Set of tasks.
**A)** In the Sabarimala report below, rewrite the paragraph beginning "The all-male list has been drawn up" as a short bulleted list that keeps its main facts.
**B)** Continue the Sabarimala report below from the point where it stops.

Provided passage.
========================================

Only male doctors and paramedics will be deployed during Mandalam season
Women can offer prayers at Sabarimala but it is a strict no-no for women doctors and paramedics at the hill shrine.
It’s an all-men army of doctors and paramedics that would reach the temple to attend to the medical needs of pilgrims during the Mandalam season beginning November 17. Around 1,000 men, including 330 doctors, will be sent to the temple in batches this year.
The all-male list has been drawn up by the Director of Medical Education (DME) and the Director of Health Services (DHS). The DME will send male cardiologists and general practitioners, picked from government medical college hospitals to Pampa, Neelimala, Appachimedu and the Sannidhanam.
In an earlier circular to the Principals of nine government medical colleges, including the ones in Thiruvananthapruam, Alappuzha, Kottayam, Thrissur, and Kozhikode, the DME had sought a list of male doctors and paramedics. Doctors from the State Health Service would join them. Each batch of doctors will stay there for seven days and the paramedics a fortnight.

========================================

Dataset excerpts:
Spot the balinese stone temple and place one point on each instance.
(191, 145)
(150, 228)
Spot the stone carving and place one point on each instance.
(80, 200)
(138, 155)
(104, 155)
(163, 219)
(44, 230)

========================================

Answers to the tasks.
**A)**
- The Director of Medical Education (DME) and the Director of Health Services (DHS) drew up the all-male list.
- The DME will send male cardiologists and general practitioners picked from government medical college hospitals.
- They will be posted to Pampa, Neelimala, Appachimedu and the Sannidhanam.

**B)**
DME A. Remla Beevi confirmed that only male doctors and paramedics would be deputed during the festival season. For the time being, women doctors are not being sent to Sabarimala considering difficulties in their deployment. Women will need special care. They have to be provided with better infrastructure facilities, including accommodation. Their safety also needed to be considered. Women doctors will be given the assignment after ensuring all the required facilities are in place, Ms. Beevi said.
A senior functionary of the DHS said a Government Order was required to recruit women for the job. The department has been asked to maintain the status quo regarding the deployment, he said.
The last Mandalam season witnessed uproarious scenes on the temple premises following the attempts to prevent women from entering the temple. Clashes broke out between the police and protesters who attempted to prevent women.
Squads of self-proclaimed protectors of faith, which included women and men, had checked vehicles coming to the temple to prevent women’s entry.